Quote exactly the lines from the start of the entries to the one with "positive clicks: (677, 169) (684, 157)", both ends included.

(DATA UNDER STUDY begins)

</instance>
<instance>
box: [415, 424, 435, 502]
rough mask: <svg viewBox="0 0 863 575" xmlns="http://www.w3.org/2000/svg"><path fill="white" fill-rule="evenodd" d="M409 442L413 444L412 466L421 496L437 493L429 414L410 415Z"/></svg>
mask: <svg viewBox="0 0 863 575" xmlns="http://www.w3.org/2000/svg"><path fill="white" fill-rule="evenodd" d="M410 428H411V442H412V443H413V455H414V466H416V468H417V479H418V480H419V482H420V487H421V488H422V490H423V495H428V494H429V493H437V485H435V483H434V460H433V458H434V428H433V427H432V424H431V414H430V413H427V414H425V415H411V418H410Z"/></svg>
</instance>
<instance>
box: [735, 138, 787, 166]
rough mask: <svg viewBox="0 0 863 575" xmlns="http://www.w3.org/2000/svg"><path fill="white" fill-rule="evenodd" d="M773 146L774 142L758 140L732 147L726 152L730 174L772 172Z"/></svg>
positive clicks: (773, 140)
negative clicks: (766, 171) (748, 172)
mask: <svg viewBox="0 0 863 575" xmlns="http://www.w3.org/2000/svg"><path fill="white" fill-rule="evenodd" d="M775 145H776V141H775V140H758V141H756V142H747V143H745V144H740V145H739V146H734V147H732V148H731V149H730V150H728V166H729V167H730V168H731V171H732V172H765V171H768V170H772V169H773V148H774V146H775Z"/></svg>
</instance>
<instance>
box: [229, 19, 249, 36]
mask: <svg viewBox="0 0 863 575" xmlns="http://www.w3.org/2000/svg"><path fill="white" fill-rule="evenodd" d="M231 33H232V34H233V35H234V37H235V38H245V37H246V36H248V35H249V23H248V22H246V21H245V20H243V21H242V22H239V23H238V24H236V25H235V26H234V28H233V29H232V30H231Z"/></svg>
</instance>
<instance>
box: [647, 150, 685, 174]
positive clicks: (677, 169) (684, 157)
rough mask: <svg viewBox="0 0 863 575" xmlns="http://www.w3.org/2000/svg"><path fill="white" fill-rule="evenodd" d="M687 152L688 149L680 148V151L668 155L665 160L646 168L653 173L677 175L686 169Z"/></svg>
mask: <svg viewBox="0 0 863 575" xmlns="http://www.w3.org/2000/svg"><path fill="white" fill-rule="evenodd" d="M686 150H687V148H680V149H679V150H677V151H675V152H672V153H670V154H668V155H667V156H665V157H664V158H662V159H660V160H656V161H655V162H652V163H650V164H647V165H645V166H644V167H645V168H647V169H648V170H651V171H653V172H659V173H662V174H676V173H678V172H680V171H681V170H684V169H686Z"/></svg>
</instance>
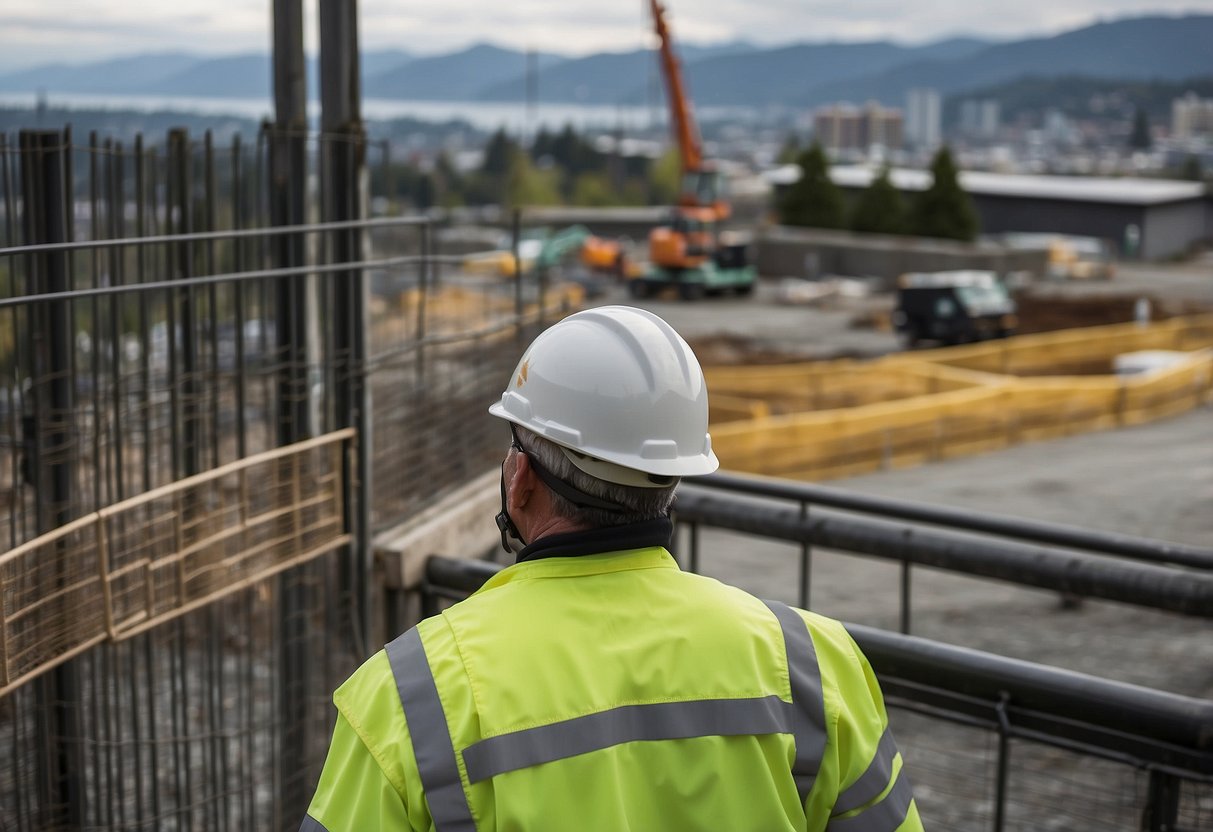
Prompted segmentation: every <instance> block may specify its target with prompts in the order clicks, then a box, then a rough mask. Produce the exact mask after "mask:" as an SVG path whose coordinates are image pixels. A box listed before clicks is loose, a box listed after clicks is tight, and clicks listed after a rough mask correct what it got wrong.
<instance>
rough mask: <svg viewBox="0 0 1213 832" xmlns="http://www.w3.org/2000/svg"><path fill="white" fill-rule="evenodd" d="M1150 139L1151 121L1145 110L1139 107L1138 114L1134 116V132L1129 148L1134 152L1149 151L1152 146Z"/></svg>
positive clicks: (1129, 145) (1133, 117) (1131, 139)
mask: <svg viewBox="0 0 1213 832" xmlns="http://www.w3.org/2000/svg"><path fill="white" fill-rule="evenodd" d="M1152 143H1154V142H1152V139H1151V138H1150V120H1149V119H1147V118H1146V115H1145V110H1144V109H1141V108H1140V107H1138V109H1137V113H1135V114H1134V115H1133V132H1132V133H1129V147H1131V148H1133V149H1134V150H1149V149H1150V146H1151V144H1152Z"/></svg>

(DATA UNDER STUDY ends)

RESULT:
</instance>
<instance>
box: [415, 424, 435, 502]
rough mask: <svg viewBox="0 0 863 575" xmlns="http://www.w3.org/2000/svg"><path fill="white" fill-rule="evenodd" d="M409 442L413 444L412 466L421 496L437 493L429 414L410 415Z"/></svg>
mask: <svg viewBox="0 0 863 575" xmlns="http://www.w3.org/2000/svg"><path fill="white" fill-rule="evenodd" d="M410 428H411V442H412V443H413V455H414V466H416V468H417V479H418V480H419V482H420V487H421V488H422V490H423V495H428V494H429V493H437V485H435V483H434V460H433V458H434V428H433V427H432V424H431V414H430V413H427V414H425V415H411V418H410Z"/></svg>
</instance>
<instance>
box: [735, 138, 787, 166]
rough mask: <svg viewBox="0 0 863 575" xmlns="http://www.w3.org/2000/svg"><path fill="white" fill-rule="evenodd" d="M773 146L774 142L758 140L732 147L726 152L730 174L772 172Z"/></svg>
positive clicks: (773, 140)
negative clicks: (766, 171) (748, 172)
mask: <svg viewBox="0 0 863 575" xmlns="http://www.w3.org/2000/svg"><path fill="white" fill-rule="evenodd" d="M775 145H776V141H775V140H758V141H756V142H747V143H745V144H740V145H739V146H734V147H732V148H731V149H730V150H728V166H729V167H730V168H731V171H732V172H765V171H768V170H772V169H773V148H774V146H775Z"/></svg>
</instance>
<instance>
box: [229, 19, 249, 36]
mask: <svg viewBox="0 0 863 575" xmlns="http://www.w3.org/2000/svg"><path fill="white" fill-rule="evenodd" d="M231 33H232V34H233V35H234V37H235V38H245V37H246V36H248V35H249V23H248V22H246V21H245V20H243V21H242V22H239V23H238V24H236V25H235V26H234V28H233V29H232V30H231Z"/></svg>
</instance>
<instance>
box: [647, 150, 685, 174]
positive clicks: (677, 169) (684, 157)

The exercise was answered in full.